2/19—Delayed vaccine second dose: Pfizer 92.6% effective; Moderna 92.1%
Delayed Second Dose versus Standard Regimen for Covid-19 Vaccination
You chair the Governor’s task force on rollout of the Covid-19 vaccine. Which one of the following approaches would you take?
Recommend Delaying the Second Dose
Robert M. Wachter, M.D.
The clinical trials of the Pfizer–BioNTech and Moderna vaccines involved two injections given 3 to 4 weeks apart. Both vaccines had approximately 95% efficacy after the second dose — an impressive finding. In both trials, the cases in the placebo and active vaccine groups began to diverge about 10 days after the first dose, with growing vaccine efficacy over time. By the day of the injection of the second dose, the efficacy of the first dose was somewhere in the range of 80 to 90%. One model shows that the expected number of Covid-19 cases would be significantly lower if more people were given a first dose, even if it came at the cost of deferring the second doses. [Also,] we have recently seen the emergence of several viral variants, with one (B.1.1.7, often referred to as the U.K. variant) that is approximately 50% more infectious than the native coronavirus.
Recommend Following the Standard Regimen
Nicole Lurie, M.D., M.S.P.H.
Although the immune response to the first dose is unlikely to degrade quickly, it is incomplete, and there are no data to inform how long a second dose could be delayed without compromising effectiveness. Some models have suggested that using a less effective vaccine or delaying a second dose to provide first doses to more people will end the pandemic sooner. However, these models do not account for the potential degradation of the immune response or for spillover effects of such decisions on vaccine acceptance. Many people are skeptical of vaccines, fearing that the speed of development has necessitated cutting corners and that political pressure has influenced vaccine recommendations. Suddenly changing dosing recommendations puts public confidence at serious risk and will impede willingness to be vaccinated at all. Cases of Covid-19 have already occurred in vaccine recipients, as was seen in the phase 3 trials, which will raise questions about the delayed-second-dose strategy and erode trust in the vaccine rollout. The appearance of SARS-CoV-2 variants implies that the virus is under evolutionary pressure. Some have postulated — although this is speculative — that subinhibitory levels of antibody response before a second dose, if widespread, could contribute to selection of antigenic variants that could escape current vaccines.

-----

### STUDY QUESTIONS:
1: In the vaccine dosing debate, quote the stretch from "2/19—Delayed vaccine second" through "M. Wachter, M.D.".
2: For each statement below, say whether it agrees with the vaccine dosing debate. Give yes or no, followed by the deciding words of the text quoted exactly. (a) After the second dose, both vaccines showed about 95% efficacy. (b) The B.1.1.7 variant is about twice as infectious as the native coronavirus. (c) Data exist on how long a second dose can be delayed without losing effectiveness.

### RECORDED DATA:
-----

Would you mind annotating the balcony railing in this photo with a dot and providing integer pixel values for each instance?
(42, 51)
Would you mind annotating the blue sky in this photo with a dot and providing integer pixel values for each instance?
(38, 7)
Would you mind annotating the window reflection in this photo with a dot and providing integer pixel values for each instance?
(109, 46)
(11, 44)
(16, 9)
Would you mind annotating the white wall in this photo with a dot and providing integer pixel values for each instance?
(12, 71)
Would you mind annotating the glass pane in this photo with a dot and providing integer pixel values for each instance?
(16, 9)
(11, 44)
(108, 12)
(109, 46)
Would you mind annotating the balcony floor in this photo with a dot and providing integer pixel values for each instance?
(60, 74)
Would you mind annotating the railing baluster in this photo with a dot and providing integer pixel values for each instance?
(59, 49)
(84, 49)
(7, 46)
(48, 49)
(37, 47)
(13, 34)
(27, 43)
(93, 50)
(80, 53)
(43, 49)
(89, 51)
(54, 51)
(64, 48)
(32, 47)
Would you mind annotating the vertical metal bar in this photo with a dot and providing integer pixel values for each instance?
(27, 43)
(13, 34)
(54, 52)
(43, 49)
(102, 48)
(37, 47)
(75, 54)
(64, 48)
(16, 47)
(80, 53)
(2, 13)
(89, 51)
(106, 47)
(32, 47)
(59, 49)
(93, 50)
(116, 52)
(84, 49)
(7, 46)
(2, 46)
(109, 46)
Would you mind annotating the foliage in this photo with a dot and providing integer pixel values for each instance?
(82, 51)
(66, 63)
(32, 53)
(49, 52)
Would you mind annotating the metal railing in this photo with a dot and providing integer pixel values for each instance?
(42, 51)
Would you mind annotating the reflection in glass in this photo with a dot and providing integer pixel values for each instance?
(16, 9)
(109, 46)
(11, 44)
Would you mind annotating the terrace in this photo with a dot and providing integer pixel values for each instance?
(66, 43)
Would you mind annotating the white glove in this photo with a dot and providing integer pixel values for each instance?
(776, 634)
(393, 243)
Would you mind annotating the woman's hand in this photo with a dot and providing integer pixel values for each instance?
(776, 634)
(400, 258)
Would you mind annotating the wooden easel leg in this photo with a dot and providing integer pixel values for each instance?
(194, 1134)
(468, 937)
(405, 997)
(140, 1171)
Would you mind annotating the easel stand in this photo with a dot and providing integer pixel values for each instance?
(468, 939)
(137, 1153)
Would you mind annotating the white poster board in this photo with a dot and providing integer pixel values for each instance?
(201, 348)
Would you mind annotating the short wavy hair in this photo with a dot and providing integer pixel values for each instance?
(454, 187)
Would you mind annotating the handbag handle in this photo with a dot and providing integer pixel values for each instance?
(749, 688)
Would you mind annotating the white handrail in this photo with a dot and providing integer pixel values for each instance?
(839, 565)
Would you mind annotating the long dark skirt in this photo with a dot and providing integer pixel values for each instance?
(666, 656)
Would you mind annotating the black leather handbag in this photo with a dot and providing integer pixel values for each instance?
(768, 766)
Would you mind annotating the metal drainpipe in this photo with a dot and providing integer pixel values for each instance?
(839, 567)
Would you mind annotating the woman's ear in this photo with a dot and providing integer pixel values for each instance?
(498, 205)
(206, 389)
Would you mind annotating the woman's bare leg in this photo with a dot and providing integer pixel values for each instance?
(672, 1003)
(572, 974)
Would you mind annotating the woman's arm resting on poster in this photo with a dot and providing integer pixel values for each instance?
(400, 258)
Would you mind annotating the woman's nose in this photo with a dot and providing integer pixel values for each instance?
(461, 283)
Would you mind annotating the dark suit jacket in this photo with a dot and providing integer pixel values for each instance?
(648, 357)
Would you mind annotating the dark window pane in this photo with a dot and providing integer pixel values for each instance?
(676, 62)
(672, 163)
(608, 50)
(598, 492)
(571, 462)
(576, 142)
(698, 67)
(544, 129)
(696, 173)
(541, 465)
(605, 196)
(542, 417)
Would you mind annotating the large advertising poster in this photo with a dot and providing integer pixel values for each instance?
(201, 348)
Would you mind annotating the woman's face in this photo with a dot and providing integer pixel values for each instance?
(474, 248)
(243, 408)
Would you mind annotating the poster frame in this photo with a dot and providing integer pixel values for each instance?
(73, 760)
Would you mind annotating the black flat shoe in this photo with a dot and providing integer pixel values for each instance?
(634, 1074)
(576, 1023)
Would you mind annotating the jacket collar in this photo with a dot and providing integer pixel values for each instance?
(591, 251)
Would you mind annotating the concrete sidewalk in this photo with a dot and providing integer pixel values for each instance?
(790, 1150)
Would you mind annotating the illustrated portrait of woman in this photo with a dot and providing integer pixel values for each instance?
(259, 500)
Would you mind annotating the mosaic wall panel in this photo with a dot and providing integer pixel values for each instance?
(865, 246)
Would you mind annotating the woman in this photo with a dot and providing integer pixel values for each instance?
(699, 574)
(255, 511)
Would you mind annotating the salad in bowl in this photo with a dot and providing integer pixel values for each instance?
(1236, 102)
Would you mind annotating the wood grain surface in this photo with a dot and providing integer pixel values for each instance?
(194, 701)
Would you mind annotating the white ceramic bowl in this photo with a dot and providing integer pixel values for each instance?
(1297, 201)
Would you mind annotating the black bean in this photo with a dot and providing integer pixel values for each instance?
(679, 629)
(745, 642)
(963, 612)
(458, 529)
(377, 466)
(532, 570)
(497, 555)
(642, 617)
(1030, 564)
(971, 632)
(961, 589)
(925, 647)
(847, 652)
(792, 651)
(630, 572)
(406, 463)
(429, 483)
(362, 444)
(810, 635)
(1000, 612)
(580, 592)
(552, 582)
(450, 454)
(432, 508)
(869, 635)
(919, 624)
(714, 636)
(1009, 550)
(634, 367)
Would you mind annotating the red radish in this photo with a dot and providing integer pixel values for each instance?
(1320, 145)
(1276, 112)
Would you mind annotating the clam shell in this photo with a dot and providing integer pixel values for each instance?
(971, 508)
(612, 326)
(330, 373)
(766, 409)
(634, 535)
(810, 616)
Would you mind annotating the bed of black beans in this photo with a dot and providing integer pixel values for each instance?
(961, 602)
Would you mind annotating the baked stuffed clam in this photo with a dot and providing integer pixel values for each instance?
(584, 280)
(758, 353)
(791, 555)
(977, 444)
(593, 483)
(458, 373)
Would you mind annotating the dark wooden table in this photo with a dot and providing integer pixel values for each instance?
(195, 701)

-----

### EXERCISE ANSWERS:
1:
2/19—Delayed vaccine second dose: Pfizer 92.6% effective; Moderna 92.1%
Delayed Second Dose versus Standard Regimen for Covid-19 Vaccination
You chair the Governor’s task force on rollout of the Covid-19 vaccine. Which one of the following approaches would you take?
Recommend Delaying the Second Dose
Robert M. Wachter, M.D.

2:
(a) Yes: "Both vaccines had approximately 95% efficacy after the second dose"
(b) No: "approximately 50% more infectious than the native coronavirus"
(c) No: "there are no data to inform how long a second dose could be delayed without compromising effectiveness"